OPGAVE - Geef uit de tekst over Ja’akov letterlijk het stuk terug dat begint bij "Ja’akov heerste over" en eindigt bij "het Joodse volk.".

TEKSTBLOK -

>>>>

Voor het overige bleef Re’oeween de bechor in de erfenis, behield hij het recht op de Tempeldienst (vergelijkbaar met de voorrechten van de kohaniem tegenwoordig) en werd hij als eerste geteld onder de kinderen.

VERDIEPING II: IDEALE JEHOEDE
Ja’akov wordt de bechier ha’avot – ideale aartsvader genoemd. Avraham was zeker een grote geest maar het lukte hem niet om die hoge geest te vertalen in materiële kedoesja (heiligheid). Ook Jitschak, die zichzelf bereid had verklaard om als offer te sterven, was niet meer helemaal van deze wereld. Ja’akov was de geleerde die vol van verheven spiritualiteit toch met zijn beide benen in de wereld stond. Hij zat met zijn hoofd in de hemel maar met zijn voeten op aarde. De Jakobsladder, waarvan Ja’akov droomde, gaf deze verbinding tussen hemel en aarde goed weer maar duidde tevens op het niveau van Ja’akov zelf: hij was een grote geest maar hulde zich in aardse kleding. Toen hij voor zijn vader Jitschak stond om de beracha te bemachtigen, riep Jitschak uit: ”De stem is de stem van Ja’akov maar de handen zijn de handen van Esav”. Jitschak gaf die dubbele persoonlijkheid zonder aarzelen de beracha want dit was de ideale jehoede: iemand die qua stem en verhevenheid een tora-geleerde was maar die qua uiterlijk en wereldse verschijning op Esav, de man van de aardse bezigheden, leek.

Ja’akov heerste over zijn lichaam omdat hij de perfecte fusie tussen lichaam en geest was. Daarom was hij in staat om met één klap een onvoorstelbaar zware steen van de bron te rollen. Uit de oosterse meditatie kennen wij die concentratie van de geest om het lichaam ijzersterk te maken. Dit was de kracht van Ja’akov. Hij heerste over het aardse. Dat kostte hem veel voorbereiding. Zevenenzeventig jaar had hij uitsluitend Tora geleerd en zich voorbereid op het voorvaderschap van het Joodse volk.

<<<<

GETOONDE GEGEVENS -
>>>>

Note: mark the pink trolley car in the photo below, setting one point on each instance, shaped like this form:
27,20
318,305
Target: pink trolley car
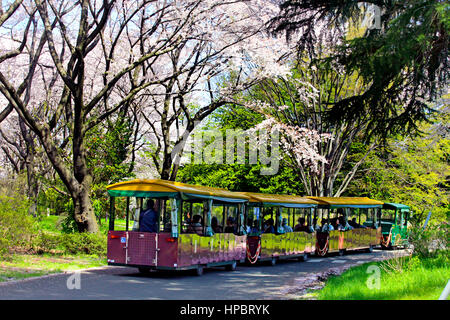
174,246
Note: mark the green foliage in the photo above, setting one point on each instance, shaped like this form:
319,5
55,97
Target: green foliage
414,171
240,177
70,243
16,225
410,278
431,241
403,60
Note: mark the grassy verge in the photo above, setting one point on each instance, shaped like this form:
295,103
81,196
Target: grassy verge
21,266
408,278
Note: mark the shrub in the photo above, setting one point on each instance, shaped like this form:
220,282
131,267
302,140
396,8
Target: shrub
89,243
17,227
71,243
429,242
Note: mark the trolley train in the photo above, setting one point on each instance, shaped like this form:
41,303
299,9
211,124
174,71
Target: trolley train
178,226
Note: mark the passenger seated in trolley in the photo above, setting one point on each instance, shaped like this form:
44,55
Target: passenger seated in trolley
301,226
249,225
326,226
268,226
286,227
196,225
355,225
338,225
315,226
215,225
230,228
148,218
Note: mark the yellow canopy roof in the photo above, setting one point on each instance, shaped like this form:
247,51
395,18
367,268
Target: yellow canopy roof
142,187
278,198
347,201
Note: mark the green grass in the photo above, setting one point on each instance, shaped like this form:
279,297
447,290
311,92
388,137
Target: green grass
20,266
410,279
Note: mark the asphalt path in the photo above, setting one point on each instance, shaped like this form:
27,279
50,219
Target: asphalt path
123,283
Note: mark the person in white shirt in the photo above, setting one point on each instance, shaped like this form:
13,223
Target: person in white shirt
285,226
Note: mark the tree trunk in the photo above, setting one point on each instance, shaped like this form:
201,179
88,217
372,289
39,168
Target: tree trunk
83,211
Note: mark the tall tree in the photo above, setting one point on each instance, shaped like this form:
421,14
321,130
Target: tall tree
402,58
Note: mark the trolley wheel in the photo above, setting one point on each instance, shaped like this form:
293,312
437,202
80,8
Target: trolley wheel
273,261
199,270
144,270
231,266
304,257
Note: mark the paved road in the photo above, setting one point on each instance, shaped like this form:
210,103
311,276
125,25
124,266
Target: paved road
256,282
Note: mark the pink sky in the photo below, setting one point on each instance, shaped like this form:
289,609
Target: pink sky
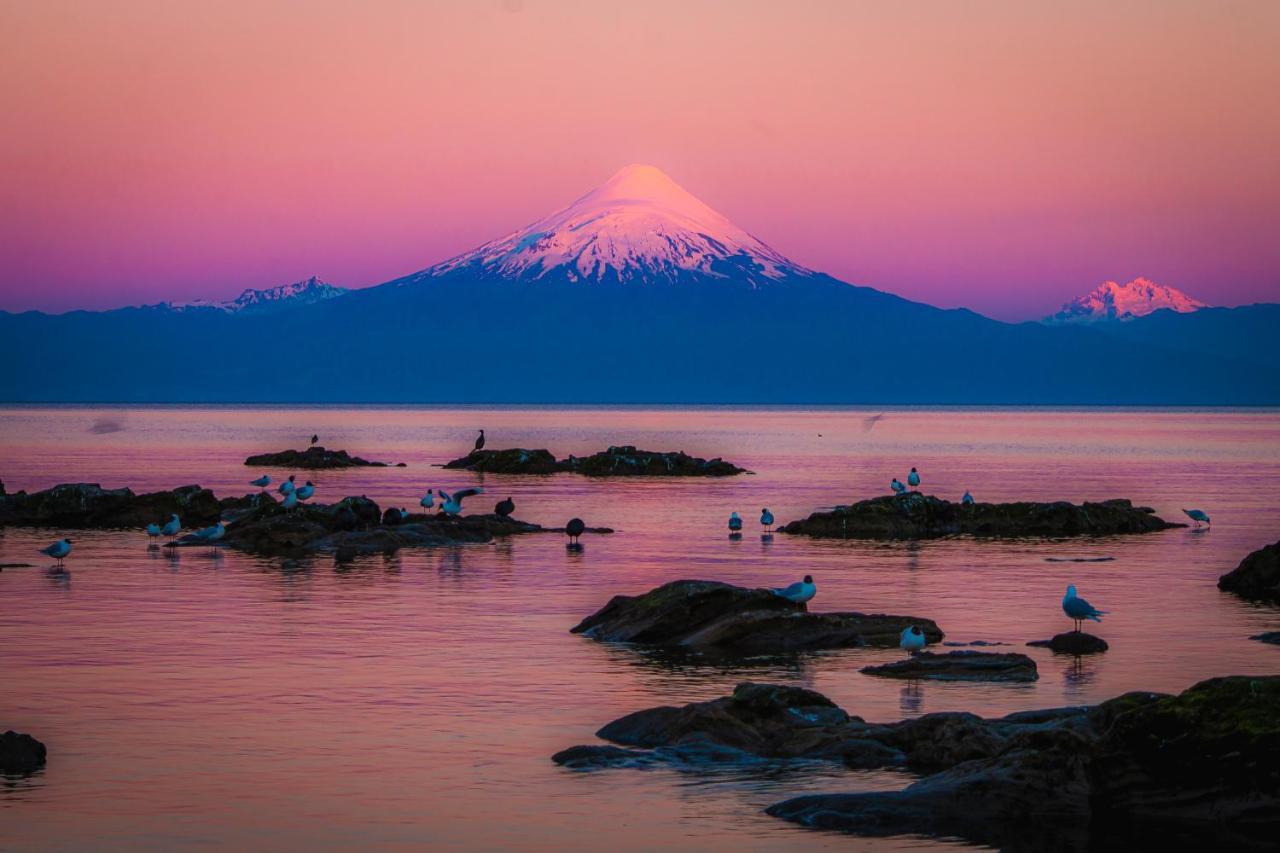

<<<<

UITKOMST -
Ja’akov heerste over zijn lichaam omdat hij de perfecte fusie tussen lichaam en geest was. Daarom was hij in staat om met één klap een onvoorstelbaar zware steen van de bron te rollen. Uit de oosterse meditatie kennen wij die concentratie van de geest om het lichaam ijzersterk te maken. Dit was de kracht van Ja’akov. Hij heerste over het aardse. Dat kostte hem veel voorbereiding. Zevenenzeventig jaar had hij uitsluitend Tora geleerd en zich voorbereid op het voorvaderschap van het Joodse volk.